PROBLEM
Print each entry in full, word for word, with no pictures in the result.

Saved entries
....

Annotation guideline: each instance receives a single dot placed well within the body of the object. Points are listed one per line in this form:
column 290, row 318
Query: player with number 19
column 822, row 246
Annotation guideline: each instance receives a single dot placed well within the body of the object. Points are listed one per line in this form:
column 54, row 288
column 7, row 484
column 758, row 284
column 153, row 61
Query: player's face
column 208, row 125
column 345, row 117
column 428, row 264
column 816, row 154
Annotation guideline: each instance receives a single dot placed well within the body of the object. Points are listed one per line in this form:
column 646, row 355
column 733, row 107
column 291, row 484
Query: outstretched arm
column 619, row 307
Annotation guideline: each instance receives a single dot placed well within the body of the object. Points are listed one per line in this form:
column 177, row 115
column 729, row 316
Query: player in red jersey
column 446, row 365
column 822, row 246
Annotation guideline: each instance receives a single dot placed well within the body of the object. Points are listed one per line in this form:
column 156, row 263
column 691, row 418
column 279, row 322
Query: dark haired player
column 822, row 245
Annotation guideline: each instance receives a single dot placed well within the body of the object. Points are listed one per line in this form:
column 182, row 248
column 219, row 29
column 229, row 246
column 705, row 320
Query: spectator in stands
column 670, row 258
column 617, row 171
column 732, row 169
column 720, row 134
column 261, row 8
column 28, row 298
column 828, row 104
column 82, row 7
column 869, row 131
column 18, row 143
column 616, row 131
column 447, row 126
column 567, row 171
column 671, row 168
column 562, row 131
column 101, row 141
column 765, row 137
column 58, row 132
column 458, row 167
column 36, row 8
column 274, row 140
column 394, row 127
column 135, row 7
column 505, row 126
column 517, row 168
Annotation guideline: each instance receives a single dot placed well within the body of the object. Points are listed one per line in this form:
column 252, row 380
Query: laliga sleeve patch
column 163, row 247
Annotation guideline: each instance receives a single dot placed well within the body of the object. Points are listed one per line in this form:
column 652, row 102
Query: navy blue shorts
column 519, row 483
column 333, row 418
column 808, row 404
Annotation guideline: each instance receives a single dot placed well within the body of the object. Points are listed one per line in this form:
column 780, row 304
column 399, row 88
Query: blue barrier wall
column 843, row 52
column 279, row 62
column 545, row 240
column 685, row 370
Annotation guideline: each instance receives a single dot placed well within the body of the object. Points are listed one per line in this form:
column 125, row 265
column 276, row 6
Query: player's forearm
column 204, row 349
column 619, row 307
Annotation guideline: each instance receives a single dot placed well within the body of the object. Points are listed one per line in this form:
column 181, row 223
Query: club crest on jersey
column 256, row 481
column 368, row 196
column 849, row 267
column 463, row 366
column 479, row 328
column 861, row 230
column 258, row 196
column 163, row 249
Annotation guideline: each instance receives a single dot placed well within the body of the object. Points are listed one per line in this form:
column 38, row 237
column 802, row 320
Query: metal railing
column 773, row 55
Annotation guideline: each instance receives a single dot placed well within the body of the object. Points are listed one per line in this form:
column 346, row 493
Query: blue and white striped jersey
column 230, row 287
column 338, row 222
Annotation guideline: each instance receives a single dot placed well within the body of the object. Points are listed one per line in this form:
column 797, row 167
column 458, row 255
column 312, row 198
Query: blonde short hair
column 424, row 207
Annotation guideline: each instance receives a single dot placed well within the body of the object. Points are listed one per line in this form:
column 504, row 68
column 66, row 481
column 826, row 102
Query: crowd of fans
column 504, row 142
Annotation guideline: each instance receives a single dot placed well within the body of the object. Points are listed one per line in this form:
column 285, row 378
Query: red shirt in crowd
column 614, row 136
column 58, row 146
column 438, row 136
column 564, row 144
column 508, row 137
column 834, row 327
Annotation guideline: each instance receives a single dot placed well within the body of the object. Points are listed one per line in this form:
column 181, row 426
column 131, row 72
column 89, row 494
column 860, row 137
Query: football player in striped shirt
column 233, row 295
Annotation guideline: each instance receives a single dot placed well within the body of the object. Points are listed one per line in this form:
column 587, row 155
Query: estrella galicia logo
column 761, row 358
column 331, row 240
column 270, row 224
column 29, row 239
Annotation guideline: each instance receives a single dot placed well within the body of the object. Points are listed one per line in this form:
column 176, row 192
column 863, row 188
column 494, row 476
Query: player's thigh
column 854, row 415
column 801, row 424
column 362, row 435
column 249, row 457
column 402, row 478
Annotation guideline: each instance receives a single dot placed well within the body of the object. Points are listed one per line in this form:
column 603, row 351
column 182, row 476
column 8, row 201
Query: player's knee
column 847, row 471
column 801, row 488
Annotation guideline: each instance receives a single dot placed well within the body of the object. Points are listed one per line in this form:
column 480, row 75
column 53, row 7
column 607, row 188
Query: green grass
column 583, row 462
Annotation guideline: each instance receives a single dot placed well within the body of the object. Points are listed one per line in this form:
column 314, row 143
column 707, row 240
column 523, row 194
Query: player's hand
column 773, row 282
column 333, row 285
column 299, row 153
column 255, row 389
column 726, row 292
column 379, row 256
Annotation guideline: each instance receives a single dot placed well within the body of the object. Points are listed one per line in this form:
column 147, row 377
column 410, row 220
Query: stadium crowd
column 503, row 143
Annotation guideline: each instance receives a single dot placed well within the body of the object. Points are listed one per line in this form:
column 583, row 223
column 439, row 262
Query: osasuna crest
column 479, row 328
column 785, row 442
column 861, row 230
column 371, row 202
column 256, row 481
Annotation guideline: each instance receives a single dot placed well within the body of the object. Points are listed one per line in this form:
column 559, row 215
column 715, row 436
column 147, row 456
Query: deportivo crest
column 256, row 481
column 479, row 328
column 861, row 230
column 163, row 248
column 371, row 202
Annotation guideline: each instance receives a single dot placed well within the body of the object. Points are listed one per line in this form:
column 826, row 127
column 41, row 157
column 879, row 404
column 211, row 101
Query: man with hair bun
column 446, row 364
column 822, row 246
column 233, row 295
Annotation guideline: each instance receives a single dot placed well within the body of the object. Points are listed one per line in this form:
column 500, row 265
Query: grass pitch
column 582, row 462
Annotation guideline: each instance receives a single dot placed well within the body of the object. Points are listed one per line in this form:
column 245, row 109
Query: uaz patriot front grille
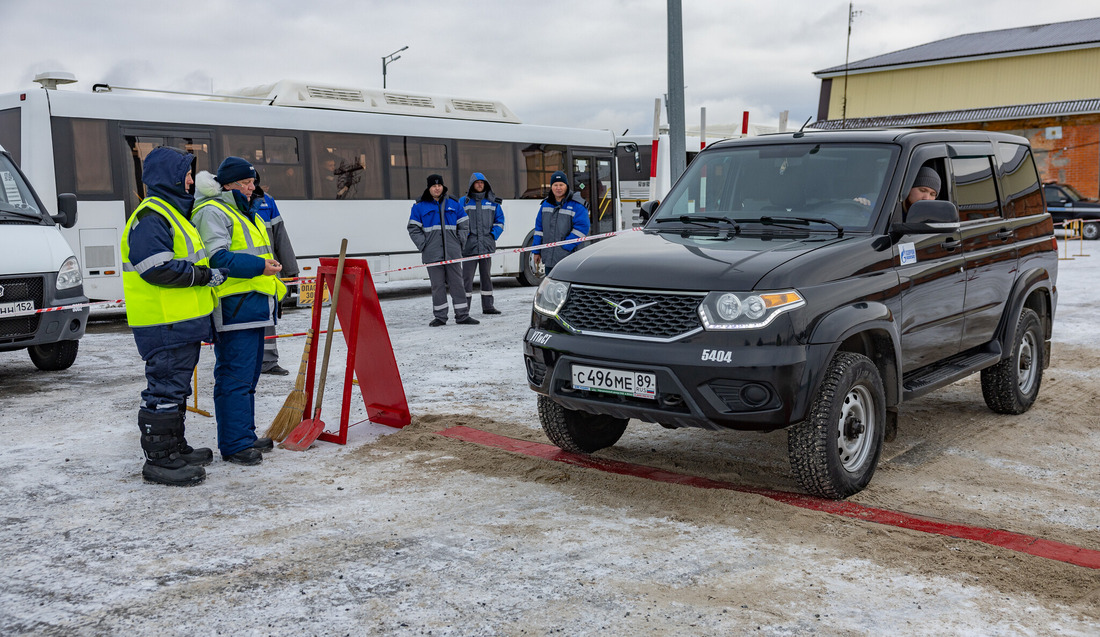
column 631, row 314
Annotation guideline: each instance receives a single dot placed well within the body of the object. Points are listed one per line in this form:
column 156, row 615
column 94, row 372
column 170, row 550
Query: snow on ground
column 406, row 533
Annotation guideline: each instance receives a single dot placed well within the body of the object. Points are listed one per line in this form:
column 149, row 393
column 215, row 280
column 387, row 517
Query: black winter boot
column 161, row 435
column 200, row 457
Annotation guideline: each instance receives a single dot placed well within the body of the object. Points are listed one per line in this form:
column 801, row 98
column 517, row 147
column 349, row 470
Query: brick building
column 1037, row 81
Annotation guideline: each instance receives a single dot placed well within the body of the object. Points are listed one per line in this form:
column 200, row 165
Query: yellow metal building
column 1038, row 81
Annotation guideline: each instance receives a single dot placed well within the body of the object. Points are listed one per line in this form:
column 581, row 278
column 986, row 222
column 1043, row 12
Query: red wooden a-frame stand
column 370, row 352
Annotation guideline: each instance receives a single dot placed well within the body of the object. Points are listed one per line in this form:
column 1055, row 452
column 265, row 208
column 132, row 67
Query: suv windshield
column 838, row 185
column 17, row 199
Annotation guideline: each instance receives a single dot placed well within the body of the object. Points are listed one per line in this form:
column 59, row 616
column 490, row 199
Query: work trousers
column 168, row 377
column 448, row 279
column 271, row 349
column 486, row 282
column 240, row 357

....

ANSWER TO THIS PROBLEM
Annotation guideline: each instance receives a single dot placed well within the body of the object. Points are listed one per line in this form:
column 290, row 318
Query: player with number 19
column 822, row 246
Annotation guideline: each instance receives a single dot placed well within the body of the object. Points are listed one per line in this form:
column 54, row 288
column 7, row 484
column 758, row 284
column 153, row 61
Query: player's face
column 208, row 125
column 345, row 117
column 428, row 264
column 816, row 154
Annotation guideline: each instance receives a single dot placed well within the body of the object. Points are listed one per line in this form:
column 646, row 355
column 733, row 107
column 291, row 484
Query: outstretched arm
column 619, row 307
Annotation guideline: each instance receives a single dot placed well within the body of the object. Points are listed one per line in this form:
column 177, row 115
column 729, row 316
Query: player in red jersey
column 446, row 365
column 822, row 246
Annotation guideline: each instance receives a single dot placed well within the body of the object. Points are listed one per line in this form:
column 156, row 263
column 691, row 418
column 279, row 322
Query: dark haired player
column 822, row 245
Annotation guideline: each instance receives a single dot placed well within the body of the object. Points are listed one per line in this form:
column 182, row 248
column 219, row 29
column 229, row 246
column 705, row 320
Query: spectator in stands
column 670, row 258
column 617, row 171
column 732, row 169
column 720, row 134
column 261, row 8
column 28, row 298
column 828, row 104
column 82, row 7
column 869, row 131
column 18, row 143
column 616, row 131
column 447, row 126
column 567, row 171
column 671, row 168
column 562, row 131
column 101, row 141
column 765, row 137
column 58, row 132
column 458, row 167
column 36, row 8
column 274, row 140
column 394, row 127
column 135, row 7
column 505, row 126
column 517, row 168
Annotation guideline: each instance receives a single dot placed well within the body of the object. Points are listed one per line in this form:
column 252, row 380
Query: laliga sleeve patch
column 163, row 247
Annotation guideline: each instance receives a single dot placed well within the body of the object. Points are listed one per line in this form:
column 652, row 102
Query: navy blue shorts
column 519, row 483
column 333, row 418
column 808, row 404
Annotation guideline: each instance receives a single dot placed well within the body of the object. Points are listed one per line in this form:
column 780, row 304
column 399, row 88
Query: blue barrier wall
column 843, row 52
column 279, row 62
column 545, row 240
column 685, row 370
Annotation guideline: each instance receives a single dot placed well within the body of the object. Points are listed one per line in this form:
column 125, row 265
column 276, row 6
Query: player's forearm
column 204, row 349
column 619, row 307
Annotation guideline: each instance receives a single dot placed well within the body of the object. Points are listed one per line in this form:
column 181, row 223
Query: club crest on jersey
column 256, row 481
column 368, row 196
column 849, row 267
column 463, row 366
column 479, row 328
column 861, row 230
column 258, row 196
column 163, row 249
Annotation guideline: each instance receives a single dot placed well within the body of the object. Points are listed one per line in this form:
column 38, row 237
column 802, row 320
Query: metal railing
column 773, row 55
Annotation guideline: each instance receives a single dot placed well within the body of the object. Points are listed one per line in this form:
column 346, row 493
Query: blue and white striped jersey
column 230, row 287
column 338, row 222
Annotation guideline: each instance receives a single dot placed well within the body of the object. Points are listed one per line in this form:
column 797, row 167
column 458, row 255
column 312, row 198
Query: blonde short hair
column 424, row 207
Annotation guideline: each instance receives a single dot placed well within the body of the object. Points are listed one per line in this form:
column 504, row 68
column 66, row 481
column 826, row 102
Query: crowd of fans
column 504, row 142
Annotation guideline: each instance receives a single dot placed well within the body of the object. Points are listed one per line in this form:
column 285, row 378
Query: red shirt in crowd
column 614, row 136
column 58, row 146
column 438, row 136
column 564, row 144
column 508, row 137
column 834, row 327
Annotation guideline: each instance receives a single dot placed well within the body of the object. Points are listed one per line in this form:
column 181, row 426
column 131, row 72
column 89, row 494
column 860, row 137
Query: football player in striped shirt
column 233, row 295
Annotation guideline: each instance receives a single dot placed well within the body of the object. Points are listed one per line in this form:
column 587, row 155
Query: estrella galicia logo
column 761, row 358
column 331, row 240
column 270, row 224
column 29, row 239
Annotation guideline: each instance receives a single dot placed well within the body of the object. Points are listed one per line in this form:
column 176, row 192
column 863, row 188
column 494, row 476
Query: player's thigh
column 854, row 415
column 801, row 424
column 362, row 435
column 249, row 457
column 402, row 478
Annotation guideline: each instance receives a single dot placed well within the body of the object. Points are listed one per line in this form:
column 603, row 351
column 182, row 476
column 8, row 201
Query: player's knee
column 847, row 471
column 801, row 488
Annotation guideline: each instance receives a single dot placed well within the body of the object. Points are listed one per line in this form:
column 480, row 75
column 53, row 7
column 607, row 188
Query: green grass
column 583, row 462
Annotation guideline: each instance receives a single dot placed well within the body of the object. Points are listed one per line in this form:
column 314, row 143
column 707, row 240
column 523, row 194
Query: player's hand
column 773, row 282
column 333, row 285
column 299, row 153
column 255, row 389
column 726, row 292
column 379, row 256
Annotation guideline: each instance receives a single dot placed well within the body of the object. Points are listed one per line in this form:
column 147, row 377
column 410, row 220
Query: stadium crowd
column 503, row 143
Annotation guideline: each instance receives a single dot placed well within the body of the object. Points are listed one per line in this form:
column 583, row 223
column 439, row 262
Query: osasuna crest
column 479, row 328
column 785, row 442
column 861, row 230
column 371, row 202
column 256, row 481
Annotation guideline: each instance receives a single dot placed well within the body of the object. Points are listed one per line in this form:
column 559, row 215
column 715, row 436
column 147, row 456
Query: deportivo crest
column 256, row 481
column 479, row 328
column 861, row 230
column 163, row 248
column 371, row 202
Annotation guideline: each instance receives a single dot placed well within the body of the object. Points are listed one per line in this form:
column 826, row 127
column 41, row 157
column 879, row 404
column 211, row 101
Query: man with hair bun
column 446, row 364
column 822, row 246
column 233, row 295
Annotation guideline: each instance receives a single dot placed well within the body of the object. Points are listed one per line in this form:
column 500, row 265
Query: grass pitch
column 582, row 462
Annotation guideline: each instance receives a single dot placed well within the body of the object. Points are listed one per line in this form:
column 245, row 109
Query: uaz patriot front grille
column 631, row 314
Annotation guideline: each instance receives a single dot placed well within the body of the object. Points are listed one per line in this form:
column 156, row 615
column 94, row 372
column 170, row 550
Query: snow on ground
column 406, row 533
Annotation guideline: each instance receives a single dot placed well within the body of the object. Points are listed one per line in this form:
column 149, row 393
column 215, row 280
column 387, row 517
Query: black winter boot
column 161, row 435
column 200, row 457
Annotation guideline: each instance receives a single dot placed well within the body of the object. Points are listed one per line in this form:
column 801, row 98
column 517, row 147
column 349, row 470
Query: brick building
column 1037, row 81
Annotation guideline: each instance receives a single dot placed well within the body of the object. Points are listed one per line in this form:
column 200, row 165
Query: yellow metal building
column 1038, row 81
Annotation guideline: each instance receives a single dot placed well within the body of the object. Points are listed one per line in this form:
column 581, row 278
column 986, row 222
column 1043, row 12
Query: red wooden a-frame stand
column 370, row 352
Annotation guideline: each instance receives a single dot placed well within the body of the object. Points are listed one per line in this form:
column 1055, row 452
column 265, row 208
column 132, row 67
Query: suv windshield
column 838, row 185
column 17, row 199
Annotation guideline: each instance receives a single dot placed well within the body of the object. Points are listed one per line in this form:
column 59, row 616
column 490, row 199
Query: work trousers
column 168, row 377
column 448, row 279
column 271, row 349
column 486, row 282
column 240, row 357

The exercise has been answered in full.